ABOUT THIS EXERCISE ▸
From the first line down to the one containing "Ground the keo", reproduce the entries below exactly and leave out the pictures.

DATASET RECORDS ▸
_ _ _ _ _ _ _

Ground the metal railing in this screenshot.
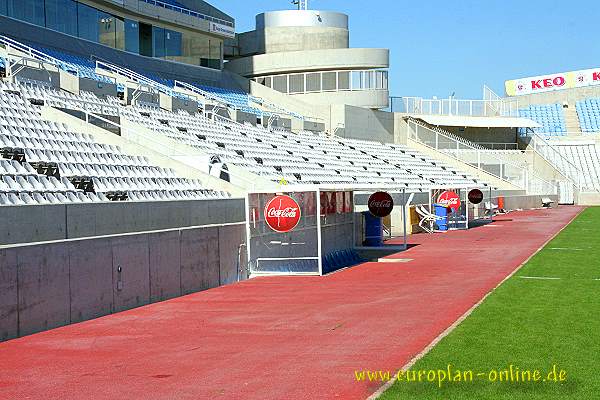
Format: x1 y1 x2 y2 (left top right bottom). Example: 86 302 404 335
474 142 520 150
520 133 583 190
406 117 558 194
174 80 235 111
396 96 520 117
45 99 262 191
96 61 197 104
136 0 234 27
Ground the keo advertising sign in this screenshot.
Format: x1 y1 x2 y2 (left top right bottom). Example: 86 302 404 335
505 68 600 96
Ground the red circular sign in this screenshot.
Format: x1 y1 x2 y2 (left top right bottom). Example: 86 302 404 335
264 195 301 233
468 189 484 205
437 191 461 210
368 191 394 217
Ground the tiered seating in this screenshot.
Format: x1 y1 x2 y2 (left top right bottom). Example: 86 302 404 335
119 103 480 188
576 98 600 133
0 81 231 205
549 141 600 191
519 104 566 135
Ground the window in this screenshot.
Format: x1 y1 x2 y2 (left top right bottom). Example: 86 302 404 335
0 0 7 15
306 73 321 92
77 2 98 42
152 26 165 58
45 0 77 36
7 0 45 27
98 10 117 48
289 74 305 94
124 20 139 54
273 75 288 93
338 71 350 90
322 72 337 91
165 29 182 58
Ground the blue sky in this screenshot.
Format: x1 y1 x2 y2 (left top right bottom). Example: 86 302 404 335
210 0 599 99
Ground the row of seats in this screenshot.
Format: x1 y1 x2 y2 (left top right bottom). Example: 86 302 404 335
322 249 364 274
576 98 600 133
0 81 232 205
549 141 600 192
519 104 566 135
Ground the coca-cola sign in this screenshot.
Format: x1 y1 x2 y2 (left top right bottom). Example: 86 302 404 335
264 195 301 233
368 192 394 217
437 191 461 211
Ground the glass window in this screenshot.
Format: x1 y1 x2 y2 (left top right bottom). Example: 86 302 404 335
124 20 140 54
7 0 45 27
289 74 305 94
322 72 337 91
153 26 165 58
272 75 288 93
338 71 350 90
306 73 321 92
0 0 7 16
45 0 77 36
98 11 117 48
165 29 182 57
77 3 98 42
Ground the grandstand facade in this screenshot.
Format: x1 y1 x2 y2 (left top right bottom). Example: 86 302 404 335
0 0 598 343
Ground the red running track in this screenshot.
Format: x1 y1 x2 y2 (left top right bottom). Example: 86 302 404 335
0 206 583 400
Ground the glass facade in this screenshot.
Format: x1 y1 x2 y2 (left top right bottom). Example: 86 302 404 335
0 0 224 70
256 70 389 95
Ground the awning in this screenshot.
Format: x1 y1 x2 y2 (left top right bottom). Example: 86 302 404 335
417 115 541 128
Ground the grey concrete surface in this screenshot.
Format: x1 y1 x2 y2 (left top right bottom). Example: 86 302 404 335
0 222 246 342
0 198 245 246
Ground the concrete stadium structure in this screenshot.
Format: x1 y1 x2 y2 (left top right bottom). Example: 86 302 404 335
0 0 596 346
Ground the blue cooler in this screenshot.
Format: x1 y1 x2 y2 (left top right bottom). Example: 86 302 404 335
363 211 384 246
433 204 448 231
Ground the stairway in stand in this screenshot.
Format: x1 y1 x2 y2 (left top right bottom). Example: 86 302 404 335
564 103 582 134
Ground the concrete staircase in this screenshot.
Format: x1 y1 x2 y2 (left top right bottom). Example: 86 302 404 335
564 103 582 134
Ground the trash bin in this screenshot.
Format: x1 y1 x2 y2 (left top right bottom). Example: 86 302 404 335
433 204 448 231
363 211 384 246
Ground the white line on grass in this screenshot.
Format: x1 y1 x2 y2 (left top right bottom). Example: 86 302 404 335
519 276 561 280
367 208 585 400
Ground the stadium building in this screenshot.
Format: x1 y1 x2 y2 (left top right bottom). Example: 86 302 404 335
0 1 598 398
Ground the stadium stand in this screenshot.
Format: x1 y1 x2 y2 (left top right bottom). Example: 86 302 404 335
0 80 231 205
518 103 566 135
576 98 600 133
549 141 600 191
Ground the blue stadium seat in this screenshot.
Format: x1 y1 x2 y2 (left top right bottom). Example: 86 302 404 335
576 98 600 134
519 103 566 136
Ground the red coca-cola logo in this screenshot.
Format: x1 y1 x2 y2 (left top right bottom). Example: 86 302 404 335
368 192 394 217
437 191 461 210
264 195 301 233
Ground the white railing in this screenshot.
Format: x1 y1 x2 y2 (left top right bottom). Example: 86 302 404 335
136 0 234 27
96 61 197 104
46 99 262 191
406 117 558 194
397 96 520 117
521 133 583 190
174 80 236 111
474 142 520 150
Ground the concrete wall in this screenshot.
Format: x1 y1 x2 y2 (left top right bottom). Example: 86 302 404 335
0 198 245 246
0 222 246 342
329 105 408 144
295 88 389 110
225 48 389 78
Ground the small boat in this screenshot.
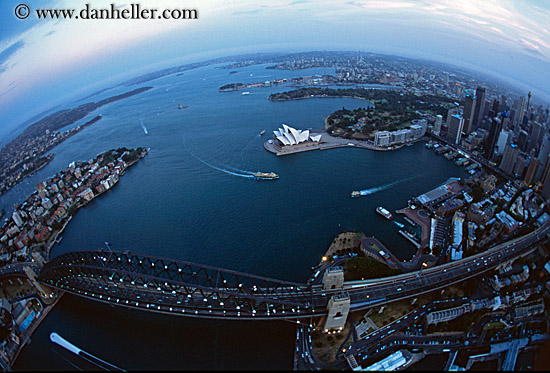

_ _ _ _ _ _ _

RESULT OF THIS TASK ▸
Ground the metal railing in this screenshot.
Format: x1 y1 x2 y2 (left top right bottom). Example: 86 302 404 335
474 142 520 150
520 133 583 190
406 117 558 194
174 80 235 111
396 96 520 117
45 99 262 191
96 61 197 104
136 0 234 27
Ground the keo advertising sign in this screenshot.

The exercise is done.